[Tasks for this exercise]:
A - Reproduce the hip hop essay starting at "As the first" and ending at "Kemp the beatmaker.", but switch "haunting piano" to "haunting organ".
B - Continue the hip hop essay from the point where it stops.

[Source]:
________________
EPISODE I - MYSTIC STYLEZ
Hip hop is about performance. Tough boys telling fake stories with style. Historically, the inaugural masters of ceremonies were only there to spark the party's fire, and their role has now been taken over by lit newcomers wanting to display all the energy they are capable of. Aggressive delivery is one core of the genre, because this is a man's world: the harder, the better.
This firmness allows good citizens to spit all the rage they have accumulated throughout their burdening rat race. You cannot always undertake your vision of the world, because it does not correspond to the canons of the zeitgeist. It has thus been accepted that rappers exaggerate their stance for the sake of performing art. Travis Miller disguises himself into Lil Ugly Mane, a character who is not exactly him, yet leaves no doubt about the darkest thoughts of his creator. Mane allows Miller to vomit his materialistic nihilism and disdain towards the world and its unforgiving economy. The Satanic and apocalyptic imagery is only but a pretext to accentuate an already hard-hitting flow.
As the first MCs whose job was to cleverly play with words at the expense of the overall meaning of their discourse, this first part is a stylistic exercise: say as many dark thoughts as possible on top of a gloomy Memphis rap beat. Although this beat is interesting per se, it is only there to impose the atmosphere that will allow Mane to discharge his violent diatribe. He concludes this first chapter by repeating a cryptic sentence abruptly cut by a haunting piano. This is the moment Lil Ugly Mane the performer leaves the spotlight to Shawn Kemp the beatmaker.
EPISODE II - ENDTRODUCING…
Hip hop is about DJs. These gents were the starting point of the genre, and producers are now the masterminds behind hip hop projects: while a rapper is the star of the movie, the DJ is its director. When the first block parties animated the 70s Bronx, rappers were mere foils to the true masters of the ceremony. While the talking is important, one should never forget this is first and foremost music. A nod to the way DJs used to create their tunes, Kemp uses samples to create the second chapter of his journey.
Samples is what sets hip hop apart from other genres. They are the DJ's way to highlight what the rapper can't tell with simple words. They also are homages. Collaging KRS-One, Audio Two, Common, Gang Starr, and an uplifting speech by Ralph Smart, the exercise Kemp forces himself to perform is to take little pieces of stuff and then put them together to form a coherent musical patchwork.
This is not without meaning though: the trick here is to connect the first and third episodes with nothing but time capsules from the past. In the broad context of the track, this is Miller’s way to tie it all together: while Lil Ugly Mane tells stories from the characters’ subjective point of view, Shawn Kemp bridges the gap between these two visions, not by writing his own story, but by repeating what others have said before. By accomplishing that feature, an unreal dose of meta-commentary is distilled within this second chapter: Kemp let excerpts of the past comment both the story and the condition of hip hop as a whole. This is a statement: DJs can speak too.
________________
[Dataset extract]:
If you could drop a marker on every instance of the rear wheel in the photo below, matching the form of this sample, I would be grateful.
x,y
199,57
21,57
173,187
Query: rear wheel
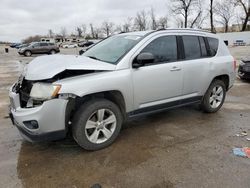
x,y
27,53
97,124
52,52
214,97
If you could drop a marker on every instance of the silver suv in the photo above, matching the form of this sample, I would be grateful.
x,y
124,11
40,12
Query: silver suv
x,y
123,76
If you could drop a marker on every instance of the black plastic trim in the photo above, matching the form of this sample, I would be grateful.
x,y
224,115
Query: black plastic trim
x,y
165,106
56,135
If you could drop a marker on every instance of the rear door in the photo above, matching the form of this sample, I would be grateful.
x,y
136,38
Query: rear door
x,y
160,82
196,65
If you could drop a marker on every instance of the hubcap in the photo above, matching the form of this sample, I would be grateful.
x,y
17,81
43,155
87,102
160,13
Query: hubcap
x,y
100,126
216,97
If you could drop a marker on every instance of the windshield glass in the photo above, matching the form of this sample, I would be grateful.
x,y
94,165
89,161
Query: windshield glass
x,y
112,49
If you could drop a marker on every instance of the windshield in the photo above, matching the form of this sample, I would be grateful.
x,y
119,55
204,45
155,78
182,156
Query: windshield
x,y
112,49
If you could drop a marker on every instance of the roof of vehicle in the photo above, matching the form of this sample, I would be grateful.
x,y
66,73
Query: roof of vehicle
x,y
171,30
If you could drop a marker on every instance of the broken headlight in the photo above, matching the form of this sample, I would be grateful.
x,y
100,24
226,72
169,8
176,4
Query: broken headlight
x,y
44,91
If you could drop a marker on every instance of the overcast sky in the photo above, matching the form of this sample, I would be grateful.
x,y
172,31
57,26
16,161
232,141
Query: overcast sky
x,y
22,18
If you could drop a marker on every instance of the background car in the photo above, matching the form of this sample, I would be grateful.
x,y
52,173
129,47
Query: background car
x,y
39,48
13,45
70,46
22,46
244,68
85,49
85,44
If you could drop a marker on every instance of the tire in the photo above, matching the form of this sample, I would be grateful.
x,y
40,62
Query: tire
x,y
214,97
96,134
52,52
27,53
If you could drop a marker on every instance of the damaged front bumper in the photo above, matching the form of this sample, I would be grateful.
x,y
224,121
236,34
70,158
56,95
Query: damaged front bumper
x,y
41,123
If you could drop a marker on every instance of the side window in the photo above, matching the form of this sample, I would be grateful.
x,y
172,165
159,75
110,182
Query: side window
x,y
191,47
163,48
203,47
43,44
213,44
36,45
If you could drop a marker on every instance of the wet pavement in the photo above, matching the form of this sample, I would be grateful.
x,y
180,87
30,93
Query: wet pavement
________________
[Responses to the tasks]:
A -
As the first MCs whose job was to cleverly play with words at the expense of the overall meaning of their discourse, this first part is a stylistic exercise: say as many dark thoughts as possible on top of a gloomy Memphis rap beat. Although this beat is interesting per se, it is only there to impose the atmosphere that will allow Mane to discharge his violent diatribe. He concludes this first chapter by repeating a cryptic sentence abruptly cut by a haunting organ. This is the moment Lil Ugly Mane the performer leaves the spotlight to Shawn Kemp the beatmaker.

B -
EPISODE III - GOOD KID, MAAD CITY
Hip hop is about storytelling. Maybe R.A.P. stands for
Rhymes and Poetry. While telling tales over music has been done in countless genres of music, very few held storytelling in a higher regard than hip hop. Making words rhyme while telling a fake encounter (at least I hope it is 100% created), Lil Ugly Mane regains control of the song. If hip hop was about the DJ, here the beat goes in the background and is only present to set the pace to the story.
Sure, a rapper might be a gangsta on the corner. Maybe that's exactly what we wanted from the genre. Yet, doesn't one public figure have some sort of social responsibility? Shouldn't he change his style, given he can impact people with his words?
Jabbing the jugular of the lost post-industrial US of A, LUM tackles drug abuse, the never-ending battle with alcoholism, boredom and nihilism in a bleak conversation between two persons lost in translation. Concluding this chapter with the abominable yet liberating realization that you gotta let go of your disoriented acquaintances –
you can’t save their lives –, Lil Ugly Mane gets closer to the sun to burn better. This sounds like a suicide. Maybe it is.
EPISODE IV - READY TO DIE
Hip hop is dead.
This is the logical end of hip hop. Everything has been done, so the only thing left undone is to deconstruct what was carefully built. All that's left is pure obscurity, cacophony and catharsis. The harsh noise wall is Travis' way to kill his love. He always has been trying to fail.
This ending is frightening, isn't it? Well, assassinating your purpose in life sure is ghastly.
Hip hop is dead to Travis Miller.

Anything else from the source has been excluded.